*Problem requirements*
Copy, with no changes at all, the stretch of the records that starts at the line containing "is: twine knot" and ends at the line containing "[344, 114, 431, 202]", including both of those lines.

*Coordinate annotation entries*
★ ★ ★ ★

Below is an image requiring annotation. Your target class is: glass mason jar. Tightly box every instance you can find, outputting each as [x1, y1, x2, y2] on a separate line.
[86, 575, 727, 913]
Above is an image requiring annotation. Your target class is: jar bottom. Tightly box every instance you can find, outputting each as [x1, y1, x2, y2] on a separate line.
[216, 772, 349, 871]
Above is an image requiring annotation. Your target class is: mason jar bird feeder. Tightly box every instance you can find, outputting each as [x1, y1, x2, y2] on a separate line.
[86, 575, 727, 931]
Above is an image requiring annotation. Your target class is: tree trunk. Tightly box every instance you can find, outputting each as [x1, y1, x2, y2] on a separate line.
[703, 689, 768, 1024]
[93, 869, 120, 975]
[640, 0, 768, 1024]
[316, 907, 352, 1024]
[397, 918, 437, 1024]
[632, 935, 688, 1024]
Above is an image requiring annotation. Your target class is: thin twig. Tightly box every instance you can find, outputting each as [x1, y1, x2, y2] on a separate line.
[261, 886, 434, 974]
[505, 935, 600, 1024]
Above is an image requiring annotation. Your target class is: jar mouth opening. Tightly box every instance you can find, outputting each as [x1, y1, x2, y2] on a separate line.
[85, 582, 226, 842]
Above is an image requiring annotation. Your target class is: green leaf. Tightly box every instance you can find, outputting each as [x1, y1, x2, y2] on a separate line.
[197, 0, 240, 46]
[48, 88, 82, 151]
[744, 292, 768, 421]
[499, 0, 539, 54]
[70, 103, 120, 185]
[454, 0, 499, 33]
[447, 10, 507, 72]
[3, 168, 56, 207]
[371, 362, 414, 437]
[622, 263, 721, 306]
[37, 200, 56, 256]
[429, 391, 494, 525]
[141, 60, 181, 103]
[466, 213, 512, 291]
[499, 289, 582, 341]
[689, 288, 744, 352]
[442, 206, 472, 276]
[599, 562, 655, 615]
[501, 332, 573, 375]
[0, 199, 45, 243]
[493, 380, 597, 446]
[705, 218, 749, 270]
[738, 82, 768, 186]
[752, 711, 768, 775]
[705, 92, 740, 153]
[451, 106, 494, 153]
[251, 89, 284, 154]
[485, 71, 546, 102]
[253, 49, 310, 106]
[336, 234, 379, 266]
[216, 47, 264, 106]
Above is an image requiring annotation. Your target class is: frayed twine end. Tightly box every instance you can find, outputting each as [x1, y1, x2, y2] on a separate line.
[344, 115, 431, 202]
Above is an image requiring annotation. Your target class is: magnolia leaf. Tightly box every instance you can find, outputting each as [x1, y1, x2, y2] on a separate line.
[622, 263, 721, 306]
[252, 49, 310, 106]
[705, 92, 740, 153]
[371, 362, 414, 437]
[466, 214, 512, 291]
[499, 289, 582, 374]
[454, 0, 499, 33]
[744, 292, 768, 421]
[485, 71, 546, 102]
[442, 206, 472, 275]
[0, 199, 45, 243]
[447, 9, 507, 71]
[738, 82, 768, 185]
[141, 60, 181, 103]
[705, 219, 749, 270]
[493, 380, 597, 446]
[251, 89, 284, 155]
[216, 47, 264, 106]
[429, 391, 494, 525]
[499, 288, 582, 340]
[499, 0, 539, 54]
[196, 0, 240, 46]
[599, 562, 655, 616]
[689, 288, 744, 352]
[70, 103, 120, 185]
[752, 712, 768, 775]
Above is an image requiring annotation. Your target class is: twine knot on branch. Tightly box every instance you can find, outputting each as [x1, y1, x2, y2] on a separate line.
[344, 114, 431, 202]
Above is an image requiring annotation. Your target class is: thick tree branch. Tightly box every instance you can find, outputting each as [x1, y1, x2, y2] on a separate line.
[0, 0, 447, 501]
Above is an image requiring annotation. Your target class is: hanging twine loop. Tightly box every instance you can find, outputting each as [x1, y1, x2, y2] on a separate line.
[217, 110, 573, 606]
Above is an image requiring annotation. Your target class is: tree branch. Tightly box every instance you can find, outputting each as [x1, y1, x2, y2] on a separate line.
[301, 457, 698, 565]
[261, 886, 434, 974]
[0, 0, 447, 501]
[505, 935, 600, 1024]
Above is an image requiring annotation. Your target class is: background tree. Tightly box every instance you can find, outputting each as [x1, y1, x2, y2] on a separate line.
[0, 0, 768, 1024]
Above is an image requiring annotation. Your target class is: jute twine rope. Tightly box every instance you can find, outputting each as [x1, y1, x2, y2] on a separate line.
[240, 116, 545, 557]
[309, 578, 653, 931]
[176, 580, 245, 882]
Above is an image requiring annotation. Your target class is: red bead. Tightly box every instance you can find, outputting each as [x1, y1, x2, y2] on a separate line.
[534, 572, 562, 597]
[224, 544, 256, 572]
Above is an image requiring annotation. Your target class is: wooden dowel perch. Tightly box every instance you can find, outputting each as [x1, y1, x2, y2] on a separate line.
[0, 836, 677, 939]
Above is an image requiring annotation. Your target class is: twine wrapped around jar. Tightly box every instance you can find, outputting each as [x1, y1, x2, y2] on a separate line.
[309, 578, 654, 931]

★ ★ ★ ★

*Response for this exercise*
Above is an image requiring annotation. Your target class is: twine knot on branch. Tightly box every instance you can find, outputting each as [x1, y1, x2, y2] on a separate line.
[344, 114, 431, 202]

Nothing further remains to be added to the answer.